Ming Dynasty (1368 - 1644 AD)
Zhu Yuanzhang was born to impoverish peasant family where his siblings were given away and his parents died in famine. He became a novice monk at a Buddhist temple and later a beggar, before joining the Red Turbans against the Mongols. He emerged as a leader and in 1356 his army captured Nanjing, which he would later established as his capital.
In 1368, his proclaimed himself Emperor of the Ming dynasty, adopted Hongwu as era name, and drove the Mongols out of China. Note that starting from the Ming dynasty, emperors usually used only one era name for their entire reign, and hence they are commonly known for their era names (e.g. Hongwu Emperor) rather than their temple names (Emperor Taizu).
Hongwu Emperor was suspicious of conspiracy plots to overthrow him. He abolished the position of chancellor and executed tens of thousands of officials, generals and anyone critical of him. His autocratic rule set the precedent for the rest of the Ming dynasty.
Hongwu Emperor specified his grandson, Jianwen Emperor, as his successor. However, his powerful fourth son Zhu Di who stationed in Beijing rebelled and sparked a three-year civil war. He invaded Nanjing and burnt the palace to the ground, and Jianwen Emperor went missing. He then enthroned himself as the Yongle Emperor (pronounced yong-luh) and moved the capital to Beijing in 1403.

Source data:

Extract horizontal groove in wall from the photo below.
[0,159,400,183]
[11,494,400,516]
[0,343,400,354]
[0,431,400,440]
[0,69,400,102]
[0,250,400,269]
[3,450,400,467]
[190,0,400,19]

[Task instructions]:
1 > Update the rows above by replacing "groove" with "channel" and leaving everything else unchanged.
2 > Write what follows the final sentence of the Ming dynasty passage above.

[Set of answers]:
1 >
Extract horizontal channel in wall from the photo below.
[0,159,400,183]
[11,494,400,516]
[0,343,400,354]
[0,431,400,440]
[0,69,400,102]
[0,250,400,269]
[3,450,400,467]
[190,0,400,19]

2 >
The reign of Yongle Emperor (1402 - 1424) is considered another peak in Chinese history. He constructed the Forbidden City in Beijing. Militarily, he launched 5 campaigns against the Mongols, defeating Northern Yuan and other Mongolian tribes. The Ming also annexed northern Vietnam and ruled for 20 years. But his most significant achievement was the seven Ming treasure voyages between 1405 to 1433 led by his eunuch admiral Zheng He (He pronounced "huh"). Zheng He commanded a huge fleet of 240 ships and 27400 crew and travelled to Southeast Asia, Indian subcontinent, Middle East and East Africa. The actual purposes of his voyages are still not clear today, but it was not to conquer or colonise other countries. There were few suggestions by historians, such as to establish diplomatic ties and alliances, to promote trade and foreign tributes, to show off power and extending the Ming influence, or to search for the missing Jianwen Emperor .
Zheng He's voyages were some 80 years before Vasco da Gama's visit to India or Christopher Columbus voyage to the Americas, and the fleet size and scale of Zheng He's voyages was much larger than the two. However, the Ming did not follow through Zheng He's voyages, probably due to the huge cost and the policy of "sea ban", an isolationist policy restricting maritime trade and coastal settlements to deal with Japanese piracy. Such policy was counterproductive, and rather than protecting the coasts from pirates, it turned many into smugglers and pirates themselves.
In 1449, the western Mongol tribe Oirats launched an attack on the Ming. The then 21-year-old Emperor Yingzong was encouraged by his eunuch to lead his own army into the battle. But his ill-prepared and poorly commanded troops were badly defeated and he was taken prisoner by the Oirats. The fiasco shocked the Ming court, and his half-brother ascended to the throne and became Jingtai Emperor. The Oirats saw that their hostage had lost its value so they released him to seek peace with the Ming a year later. However, Jingtai Emperor was reluctant to have him back (similar to Emperor Gaozong of the Southern Song, see my previous blog), so he kept him under house arrest for 7 years until he managed to escape in a palace coup and restored himself as the emperor (hence the only Ming emperor with two era names).
With constant threats from the Mongols and later the Jurchens from the north, the Ming spent over 200 years to repair and rebuild the Great Wall.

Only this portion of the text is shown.